* _Problems and tasks_:
1/ Output the passage on Kate Bush and Egypt between "To Bush’s credit, she" and "of material history.", inclusive.
2/ Tally the lines in the rows that contain the string "blue". Give only the number.

* _Page_:
****************

The perception of Egypt is occidental: Bush is captivated by the myth of Egypt, the country that’s found in history books rather than the one that actually exists on the Sinai Peninsula. She’s dealing with iconography more than actual lived history once again. Falling into the pervasive Western trope of depicting Eastern landscapes minus the people (The Lion King, anyone?), she sings about an unpopulated landscape, a playground for colonizers rather than a place where people live. In his classic text Orientalism, Edward Said describes the East as “a theatrical stage affixed to Europe,” where the interests of Western imperial powers are acted out. The ever-theatrical Kate Bush operates similarly.

To Bush’s credit, she attempts to grapple with this tension. An early part of the discordant lyric — consisting of a mere two verses and two choruses, which almost entirely fail to rhyme — makes mention of how “the sands run red/in the land of the Pharaohs.” Bush’s gaze shifts from the bloodshed: the chorus begins with “I cannot stop to comfort them/I’m busy chasing up my demons.” At the very least, she tries to deal with the solipsism of Western colonialism. Fetishization of Egyptian objects becomes a sickness that distracts from the exploitation and cruelty of material history.

****************

* _Supplied material_:
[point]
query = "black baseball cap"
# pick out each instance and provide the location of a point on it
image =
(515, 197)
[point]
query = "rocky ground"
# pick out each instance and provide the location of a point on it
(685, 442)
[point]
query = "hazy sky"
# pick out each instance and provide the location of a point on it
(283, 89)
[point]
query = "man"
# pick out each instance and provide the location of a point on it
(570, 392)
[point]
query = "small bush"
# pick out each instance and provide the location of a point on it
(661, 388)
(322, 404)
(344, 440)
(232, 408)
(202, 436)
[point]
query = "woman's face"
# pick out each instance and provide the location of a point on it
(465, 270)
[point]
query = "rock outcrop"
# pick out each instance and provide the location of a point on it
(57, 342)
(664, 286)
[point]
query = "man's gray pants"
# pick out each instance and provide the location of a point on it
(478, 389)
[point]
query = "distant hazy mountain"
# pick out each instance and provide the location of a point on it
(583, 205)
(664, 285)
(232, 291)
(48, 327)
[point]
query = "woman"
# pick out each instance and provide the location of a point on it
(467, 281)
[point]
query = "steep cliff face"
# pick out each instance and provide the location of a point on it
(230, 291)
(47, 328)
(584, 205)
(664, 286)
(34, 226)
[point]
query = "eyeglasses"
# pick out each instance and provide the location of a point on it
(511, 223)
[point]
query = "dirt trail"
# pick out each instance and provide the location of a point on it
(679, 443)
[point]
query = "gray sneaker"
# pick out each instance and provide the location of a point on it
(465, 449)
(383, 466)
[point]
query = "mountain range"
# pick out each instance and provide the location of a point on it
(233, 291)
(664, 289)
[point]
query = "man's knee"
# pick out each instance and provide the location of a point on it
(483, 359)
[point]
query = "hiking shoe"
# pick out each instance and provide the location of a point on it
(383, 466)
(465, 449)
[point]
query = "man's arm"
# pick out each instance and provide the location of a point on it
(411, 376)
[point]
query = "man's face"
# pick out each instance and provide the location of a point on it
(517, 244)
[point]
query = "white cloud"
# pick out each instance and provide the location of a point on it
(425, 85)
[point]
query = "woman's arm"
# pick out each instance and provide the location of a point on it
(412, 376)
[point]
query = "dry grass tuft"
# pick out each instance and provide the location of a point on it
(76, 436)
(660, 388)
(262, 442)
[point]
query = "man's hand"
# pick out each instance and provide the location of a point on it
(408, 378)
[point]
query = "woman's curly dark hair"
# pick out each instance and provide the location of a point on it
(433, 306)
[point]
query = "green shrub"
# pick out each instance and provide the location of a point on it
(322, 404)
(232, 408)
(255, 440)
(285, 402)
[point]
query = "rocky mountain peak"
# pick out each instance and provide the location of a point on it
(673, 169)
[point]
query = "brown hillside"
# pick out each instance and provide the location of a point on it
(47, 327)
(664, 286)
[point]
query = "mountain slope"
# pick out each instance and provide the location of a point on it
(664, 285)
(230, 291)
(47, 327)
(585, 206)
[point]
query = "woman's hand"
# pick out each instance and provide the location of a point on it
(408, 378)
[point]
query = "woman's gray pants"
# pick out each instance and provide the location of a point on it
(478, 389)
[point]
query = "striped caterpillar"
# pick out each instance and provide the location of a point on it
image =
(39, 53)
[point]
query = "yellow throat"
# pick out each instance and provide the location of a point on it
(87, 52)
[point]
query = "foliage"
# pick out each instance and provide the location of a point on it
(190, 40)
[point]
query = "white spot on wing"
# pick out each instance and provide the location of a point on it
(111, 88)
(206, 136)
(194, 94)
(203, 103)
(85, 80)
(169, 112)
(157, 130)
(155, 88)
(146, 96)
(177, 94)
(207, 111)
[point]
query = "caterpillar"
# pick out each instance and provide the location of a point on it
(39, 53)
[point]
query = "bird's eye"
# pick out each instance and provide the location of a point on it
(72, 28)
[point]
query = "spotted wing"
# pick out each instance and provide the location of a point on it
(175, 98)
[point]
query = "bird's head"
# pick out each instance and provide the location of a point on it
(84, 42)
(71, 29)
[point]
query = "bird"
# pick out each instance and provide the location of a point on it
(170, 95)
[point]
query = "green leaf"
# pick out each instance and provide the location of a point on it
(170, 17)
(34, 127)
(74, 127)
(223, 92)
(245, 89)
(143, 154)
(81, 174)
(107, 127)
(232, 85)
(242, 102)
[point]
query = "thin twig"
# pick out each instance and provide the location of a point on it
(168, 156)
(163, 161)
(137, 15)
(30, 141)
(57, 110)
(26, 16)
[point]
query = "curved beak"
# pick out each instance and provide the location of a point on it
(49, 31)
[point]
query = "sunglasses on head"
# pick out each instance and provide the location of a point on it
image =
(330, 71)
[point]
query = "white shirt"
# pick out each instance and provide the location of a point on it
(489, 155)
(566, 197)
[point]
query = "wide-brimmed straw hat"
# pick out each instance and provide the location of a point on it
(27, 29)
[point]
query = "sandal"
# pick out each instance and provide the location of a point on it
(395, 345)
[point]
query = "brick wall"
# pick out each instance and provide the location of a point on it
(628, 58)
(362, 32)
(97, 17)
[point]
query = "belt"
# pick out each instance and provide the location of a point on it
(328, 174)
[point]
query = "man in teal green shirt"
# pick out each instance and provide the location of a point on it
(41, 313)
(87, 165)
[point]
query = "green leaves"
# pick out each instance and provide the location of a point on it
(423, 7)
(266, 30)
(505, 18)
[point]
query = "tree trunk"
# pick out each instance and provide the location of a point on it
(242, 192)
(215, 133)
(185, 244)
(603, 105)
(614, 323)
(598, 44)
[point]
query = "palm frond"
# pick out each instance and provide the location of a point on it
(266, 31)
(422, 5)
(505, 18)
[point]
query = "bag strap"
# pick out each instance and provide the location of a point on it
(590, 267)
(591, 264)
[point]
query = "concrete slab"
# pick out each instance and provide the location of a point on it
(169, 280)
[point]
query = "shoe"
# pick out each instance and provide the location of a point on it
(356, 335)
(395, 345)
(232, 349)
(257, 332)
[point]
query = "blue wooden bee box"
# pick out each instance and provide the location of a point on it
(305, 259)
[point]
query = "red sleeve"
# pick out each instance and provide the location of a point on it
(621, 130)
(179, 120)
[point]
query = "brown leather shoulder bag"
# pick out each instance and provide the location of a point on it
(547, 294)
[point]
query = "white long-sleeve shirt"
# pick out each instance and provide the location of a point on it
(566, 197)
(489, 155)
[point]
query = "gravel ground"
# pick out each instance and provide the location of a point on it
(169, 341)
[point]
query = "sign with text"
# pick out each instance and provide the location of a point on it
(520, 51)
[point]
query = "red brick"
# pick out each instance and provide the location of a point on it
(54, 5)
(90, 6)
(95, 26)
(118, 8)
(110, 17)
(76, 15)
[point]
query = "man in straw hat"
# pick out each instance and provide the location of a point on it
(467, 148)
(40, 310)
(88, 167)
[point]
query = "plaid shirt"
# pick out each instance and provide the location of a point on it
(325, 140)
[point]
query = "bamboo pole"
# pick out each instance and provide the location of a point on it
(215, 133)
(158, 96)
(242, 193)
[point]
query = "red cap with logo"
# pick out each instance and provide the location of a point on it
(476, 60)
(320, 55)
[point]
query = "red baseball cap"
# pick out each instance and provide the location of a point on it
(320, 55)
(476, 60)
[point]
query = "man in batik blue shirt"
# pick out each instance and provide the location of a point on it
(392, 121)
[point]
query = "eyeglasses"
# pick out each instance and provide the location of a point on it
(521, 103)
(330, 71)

****************

* _Answers in order_:
1/
To Bush’s credit, she attempts to grapple with this tension. An early part of the discordant lyric — consisting of a mere two verses and two choruses, which almost entirely fail to rhyme — makes mention of how “the sands run red/in the land of the Pharaohs.” Bush’s gaze shifts from the bloodshed: the chorus begins with “I cannot stop to comfort them/I’m busy chasing up my demons.” At the very least, she tries to deal with the solipsism of Western colonialism. Fetishization of Egyptian objects becomes a sickness that distracts from the exploitation and cruelty of material history.

2/ 2